**Document section:**
[Start of Attachment]
As light rain falls outside the auditorium at the VA’s Sousley Complex, VA social worker James Moore taps lightly on a set of drums, waiting for veterans and their caregivers to join him for a round of wellness drumming. He’s one of two dozen or so people representing the VA and other organizations who’re there to help those who help veterans at home every day. Caregivers like Jody Carroll. She’s been married to Army vet Jim Carroll for 53 years.
“I was on a date with another boy. And he pulled up beside me and asked me to go with him and I thought he was crazy. And he said, ‘Will you at least give me let's give me your phone number?’ And as soon as I got home from that night he called me and I guess we've been inseparable ever since”
“What did your date think about this?”
“Well, he wasn't real happy about it.”
When Jim Carroll interrupted Jody’s date, he was still recovering from a nearly-fatal wreck that happened while he was transporting soldiers who’d gone absent without leave. On January 2nd, he fell trying to change a lightbulb in their sunroom and hit his head on a brick step. After rehab, he got better, but in late March, he collapsed in their bedroom. He suffered a brain bleed and underwent surgery. On this day he’s being looked after by an employee of a home caregiver service while Jody looks for help at the VA.
[End of Attachment]
**Work task:** In the article about veteran caregivers, translate this sentence into Spanish: "She’s been married to Army vet Jim Carroll for 53 years."

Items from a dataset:
[Start of Attachment]
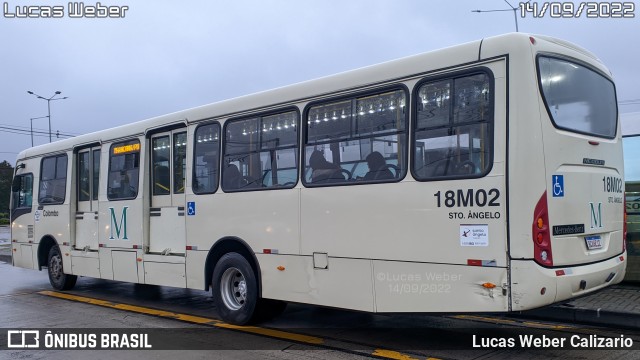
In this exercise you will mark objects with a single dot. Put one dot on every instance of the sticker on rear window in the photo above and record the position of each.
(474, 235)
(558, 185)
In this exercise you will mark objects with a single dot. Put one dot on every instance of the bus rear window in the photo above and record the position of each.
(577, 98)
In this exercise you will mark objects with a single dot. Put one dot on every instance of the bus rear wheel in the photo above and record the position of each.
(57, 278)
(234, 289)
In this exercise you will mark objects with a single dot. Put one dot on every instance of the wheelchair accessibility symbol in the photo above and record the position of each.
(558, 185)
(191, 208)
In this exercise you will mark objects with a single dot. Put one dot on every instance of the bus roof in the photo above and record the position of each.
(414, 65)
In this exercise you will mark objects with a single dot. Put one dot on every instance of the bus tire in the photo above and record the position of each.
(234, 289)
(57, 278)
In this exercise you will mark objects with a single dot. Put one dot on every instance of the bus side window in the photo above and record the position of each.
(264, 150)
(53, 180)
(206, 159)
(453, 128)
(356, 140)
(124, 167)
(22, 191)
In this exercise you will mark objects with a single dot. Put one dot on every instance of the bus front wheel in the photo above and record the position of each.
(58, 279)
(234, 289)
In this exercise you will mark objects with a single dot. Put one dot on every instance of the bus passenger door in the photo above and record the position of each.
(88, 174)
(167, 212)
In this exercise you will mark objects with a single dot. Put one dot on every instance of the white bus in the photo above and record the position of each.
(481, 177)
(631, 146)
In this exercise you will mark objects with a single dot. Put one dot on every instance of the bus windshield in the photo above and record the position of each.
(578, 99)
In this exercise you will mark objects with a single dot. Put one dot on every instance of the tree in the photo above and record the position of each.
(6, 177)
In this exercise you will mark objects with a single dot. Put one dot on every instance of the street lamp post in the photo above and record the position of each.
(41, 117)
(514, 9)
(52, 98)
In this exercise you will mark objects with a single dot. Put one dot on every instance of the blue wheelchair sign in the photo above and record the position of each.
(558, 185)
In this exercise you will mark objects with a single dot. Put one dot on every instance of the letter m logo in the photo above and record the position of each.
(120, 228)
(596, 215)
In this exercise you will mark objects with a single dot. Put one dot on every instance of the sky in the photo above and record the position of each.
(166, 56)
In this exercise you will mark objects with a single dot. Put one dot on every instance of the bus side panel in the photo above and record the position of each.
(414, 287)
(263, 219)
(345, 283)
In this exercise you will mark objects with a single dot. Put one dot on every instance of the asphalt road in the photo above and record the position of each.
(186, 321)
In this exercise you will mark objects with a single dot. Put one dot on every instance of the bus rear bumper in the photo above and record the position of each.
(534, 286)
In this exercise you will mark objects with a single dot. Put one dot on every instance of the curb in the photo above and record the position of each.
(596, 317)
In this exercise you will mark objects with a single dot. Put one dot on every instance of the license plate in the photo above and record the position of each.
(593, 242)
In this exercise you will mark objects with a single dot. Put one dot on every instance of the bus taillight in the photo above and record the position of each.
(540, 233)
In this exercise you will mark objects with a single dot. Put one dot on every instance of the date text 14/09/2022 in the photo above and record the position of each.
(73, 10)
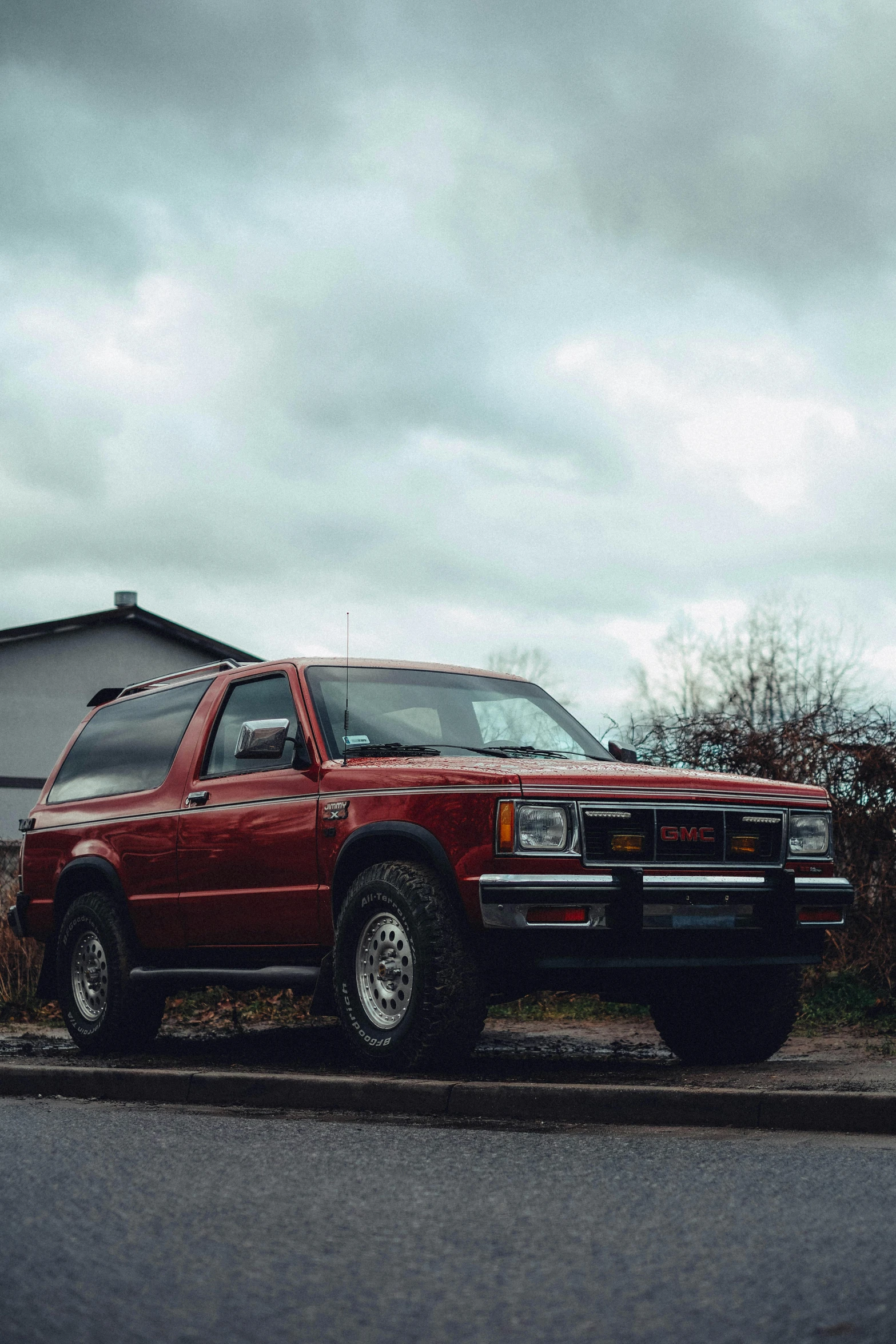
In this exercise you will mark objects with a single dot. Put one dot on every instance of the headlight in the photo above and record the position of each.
[End of Attachment]
**Answer to this exercise:** Lleva 53 años casada con el veterano del Ejército Jim Carroll.